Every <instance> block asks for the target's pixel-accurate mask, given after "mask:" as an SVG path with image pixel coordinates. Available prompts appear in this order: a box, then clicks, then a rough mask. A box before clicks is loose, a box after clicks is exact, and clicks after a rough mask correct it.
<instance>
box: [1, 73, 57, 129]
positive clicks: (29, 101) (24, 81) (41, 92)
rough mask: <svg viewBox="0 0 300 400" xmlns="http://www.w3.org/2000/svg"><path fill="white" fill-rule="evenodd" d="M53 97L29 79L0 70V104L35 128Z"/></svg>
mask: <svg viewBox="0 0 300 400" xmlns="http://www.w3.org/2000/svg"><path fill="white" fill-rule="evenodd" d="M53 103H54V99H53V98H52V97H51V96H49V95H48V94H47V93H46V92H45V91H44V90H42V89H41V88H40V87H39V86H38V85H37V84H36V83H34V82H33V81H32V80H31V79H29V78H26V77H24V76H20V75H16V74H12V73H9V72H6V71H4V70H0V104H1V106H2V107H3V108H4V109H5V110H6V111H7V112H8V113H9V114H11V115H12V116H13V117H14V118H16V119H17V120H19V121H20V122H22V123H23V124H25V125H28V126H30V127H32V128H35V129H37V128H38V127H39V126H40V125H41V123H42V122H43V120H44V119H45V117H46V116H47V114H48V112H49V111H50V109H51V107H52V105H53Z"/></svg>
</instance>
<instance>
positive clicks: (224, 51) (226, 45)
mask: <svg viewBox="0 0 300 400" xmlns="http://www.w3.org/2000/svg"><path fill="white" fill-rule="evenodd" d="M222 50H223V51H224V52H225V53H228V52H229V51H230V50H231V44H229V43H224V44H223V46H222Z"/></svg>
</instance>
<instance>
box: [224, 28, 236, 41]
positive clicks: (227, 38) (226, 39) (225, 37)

§ WORK ITEM
Copy every one of the rows above line for line, changing nothing.

§ PROBLEM SOLUTION
Every <instance> block asks for the target's pixel-accurate mask, given after "mask:" as an SVG path with image pixel coordinates. Available prompts appear in this order: a box, then clicks, then a rough mask. A box before clicks is loose, a box after clicks is exact, and clicks after a rough mask correct it.
<instance>
box: [1, 73, 57, 129]
positive clicks: (29, 101) (24, 81) (41, 92)
rough mask: <svg viewBox="0 0 300 400" xmlns="http://www.w3.org/2000/svg"><path fill="white" fill-rule="evenodd" d="M53 97L29 79L0 70V104L35 128Z"/></svg>
mask: <svg viewBox="0 0 300 400" xmlns="http://www.w3.org/2000/svg"><path fill="white" fill-rule="evenodd" d="M53 103H54V99H53V98H52V97H51V96H49V95H48V94H47V93H46V92H45V91H44V90H42V89H41V88H40V87H39V86H38V85H37V84H36V83H34V82H33V81H32V80H31V79H29V78H26V77H24V76H20V75H16V74H12V73H9V72H6V71H4V70H0V104H1V106H2V107H3V108H4V109H5V110H6V111H7V112H8V113H9V114H11V115H12V116H13V117H14V118H16V119H17V120H19V121H20V122H22V123H23V124H25V125H28V126H30V127H32V128H35V129H37V128H38V127H39V126H40V125H41V123H42V122H43V120H44V119H45V117H46V116H47V114H48V112H49V111H50V109H51V107H52V105H53Z"/></svg>
</instance>
<instance>
positive clicks: (224, 51) (226, 45)
mask: <svg viewBox="0 0 300 400" xmlns="http://www.w3.org/2000/svg"><path fill="white" fill-rule="evenodd" d="M222 50H223V51H224V52H225V53H228V52H229V51H230V50H231V44H229V43H224V44H223V46H222Z"/></svg>
</instance>
<instance>
box: [224, 28, 236, 41]
positive clicks: (227, 38) (226, 39) (225, 37)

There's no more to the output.